** START OF DATA FOR THIS TASK **

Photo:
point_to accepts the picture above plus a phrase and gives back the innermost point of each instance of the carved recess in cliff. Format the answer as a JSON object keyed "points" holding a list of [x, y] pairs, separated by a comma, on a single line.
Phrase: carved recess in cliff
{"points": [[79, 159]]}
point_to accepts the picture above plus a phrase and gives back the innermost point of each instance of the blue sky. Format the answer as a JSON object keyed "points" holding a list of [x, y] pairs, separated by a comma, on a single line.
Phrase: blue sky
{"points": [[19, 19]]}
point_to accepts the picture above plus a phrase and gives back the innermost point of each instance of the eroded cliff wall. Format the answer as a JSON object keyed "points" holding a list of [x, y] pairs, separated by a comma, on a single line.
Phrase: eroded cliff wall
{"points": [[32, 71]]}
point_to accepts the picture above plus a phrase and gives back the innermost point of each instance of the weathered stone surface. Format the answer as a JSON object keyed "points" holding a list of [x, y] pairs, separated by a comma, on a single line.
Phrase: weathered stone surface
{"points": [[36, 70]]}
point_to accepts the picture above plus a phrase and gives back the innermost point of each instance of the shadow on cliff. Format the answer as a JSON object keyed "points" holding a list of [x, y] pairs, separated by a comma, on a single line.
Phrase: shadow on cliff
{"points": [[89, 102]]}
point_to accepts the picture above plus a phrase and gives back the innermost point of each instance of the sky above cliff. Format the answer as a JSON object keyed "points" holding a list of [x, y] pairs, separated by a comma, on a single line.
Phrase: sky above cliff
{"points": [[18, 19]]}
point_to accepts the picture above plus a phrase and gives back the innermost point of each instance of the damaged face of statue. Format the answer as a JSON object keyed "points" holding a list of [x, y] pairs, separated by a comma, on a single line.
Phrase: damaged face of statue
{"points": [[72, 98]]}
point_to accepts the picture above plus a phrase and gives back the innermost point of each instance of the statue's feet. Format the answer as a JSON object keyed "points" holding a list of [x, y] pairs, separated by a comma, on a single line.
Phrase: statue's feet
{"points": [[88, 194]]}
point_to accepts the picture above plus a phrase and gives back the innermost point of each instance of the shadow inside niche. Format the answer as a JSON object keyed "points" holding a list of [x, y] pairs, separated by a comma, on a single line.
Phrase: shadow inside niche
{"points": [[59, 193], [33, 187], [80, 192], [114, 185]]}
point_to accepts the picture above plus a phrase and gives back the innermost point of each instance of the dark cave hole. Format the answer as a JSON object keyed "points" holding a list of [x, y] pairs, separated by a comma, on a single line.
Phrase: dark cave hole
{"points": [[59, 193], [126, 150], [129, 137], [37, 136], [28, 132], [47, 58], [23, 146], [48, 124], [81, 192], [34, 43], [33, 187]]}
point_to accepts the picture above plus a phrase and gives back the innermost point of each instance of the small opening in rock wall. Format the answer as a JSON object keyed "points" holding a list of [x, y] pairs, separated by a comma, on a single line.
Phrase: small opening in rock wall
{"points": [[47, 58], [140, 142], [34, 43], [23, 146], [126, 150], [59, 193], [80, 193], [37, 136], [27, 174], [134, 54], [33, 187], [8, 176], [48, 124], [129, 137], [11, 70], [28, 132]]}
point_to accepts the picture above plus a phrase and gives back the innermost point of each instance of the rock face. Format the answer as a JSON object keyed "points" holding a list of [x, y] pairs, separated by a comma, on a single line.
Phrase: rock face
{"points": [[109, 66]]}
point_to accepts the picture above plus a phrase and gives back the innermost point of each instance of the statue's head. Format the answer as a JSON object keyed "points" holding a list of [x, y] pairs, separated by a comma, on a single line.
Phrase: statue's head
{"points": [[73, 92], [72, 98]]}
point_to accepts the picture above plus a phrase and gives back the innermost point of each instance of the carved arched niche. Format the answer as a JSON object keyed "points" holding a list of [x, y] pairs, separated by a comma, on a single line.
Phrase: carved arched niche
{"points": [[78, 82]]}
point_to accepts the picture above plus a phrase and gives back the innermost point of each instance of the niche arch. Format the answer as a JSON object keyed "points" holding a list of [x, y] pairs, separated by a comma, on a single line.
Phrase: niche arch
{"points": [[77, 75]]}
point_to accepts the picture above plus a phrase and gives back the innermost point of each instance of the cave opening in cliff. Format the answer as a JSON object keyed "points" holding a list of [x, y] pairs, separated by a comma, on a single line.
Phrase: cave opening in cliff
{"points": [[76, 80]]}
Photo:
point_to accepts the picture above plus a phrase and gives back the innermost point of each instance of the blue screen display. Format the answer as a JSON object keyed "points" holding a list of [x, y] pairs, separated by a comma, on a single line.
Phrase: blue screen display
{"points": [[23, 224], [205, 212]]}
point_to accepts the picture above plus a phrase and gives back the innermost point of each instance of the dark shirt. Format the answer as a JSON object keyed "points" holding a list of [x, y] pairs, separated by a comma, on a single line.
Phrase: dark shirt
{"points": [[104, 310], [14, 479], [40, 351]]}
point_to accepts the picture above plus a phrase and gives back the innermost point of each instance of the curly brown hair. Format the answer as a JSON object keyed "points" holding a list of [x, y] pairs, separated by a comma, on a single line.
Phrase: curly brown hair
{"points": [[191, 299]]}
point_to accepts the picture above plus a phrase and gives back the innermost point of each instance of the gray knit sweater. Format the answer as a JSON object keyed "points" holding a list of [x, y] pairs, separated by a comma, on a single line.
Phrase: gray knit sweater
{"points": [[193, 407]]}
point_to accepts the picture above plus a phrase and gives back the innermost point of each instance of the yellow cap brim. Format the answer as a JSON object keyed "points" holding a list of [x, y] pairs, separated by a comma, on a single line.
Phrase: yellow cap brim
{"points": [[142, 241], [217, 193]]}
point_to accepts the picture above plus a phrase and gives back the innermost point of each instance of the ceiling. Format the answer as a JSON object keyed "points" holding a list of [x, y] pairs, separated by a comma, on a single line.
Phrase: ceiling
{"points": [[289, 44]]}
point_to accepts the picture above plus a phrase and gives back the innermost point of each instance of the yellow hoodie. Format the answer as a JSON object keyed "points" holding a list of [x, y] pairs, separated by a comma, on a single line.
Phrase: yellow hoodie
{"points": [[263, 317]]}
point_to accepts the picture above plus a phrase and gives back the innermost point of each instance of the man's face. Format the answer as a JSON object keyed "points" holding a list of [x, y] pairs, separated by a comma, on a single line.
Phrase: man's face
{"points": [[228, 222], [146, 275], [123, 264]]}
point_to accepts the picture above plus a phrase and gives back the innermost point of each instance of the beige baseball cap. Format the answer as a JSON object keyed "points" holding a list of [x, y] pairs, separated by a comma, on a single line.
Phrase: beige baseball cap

** END OF DATA FOR THIS TASK **

_EXERCISE TASK_: Take every line from the one containing "of the man's" to the end of the listing and output it exactly, with nothing else.

_REPLY_:
point_to accepts the picture above plus a phrase and gives back the innermost point of each instance of the man's face. Format the answer as a JSON object keyed "points" holding a list of [x, y] pairs, separated by a comma, on a single line.
Phrase: man's face
{"points": [[228, 222], [146, 275], [123, 264]]}
point_to accepts the picture above plus a phrase and gives back the innermost point of each instance of the beige baseball cap. Format the answer as a JSON object keyed "points" holding a list of [x, y] pairs, separated by a comma, on a single line.
Phrase: beige baseball cap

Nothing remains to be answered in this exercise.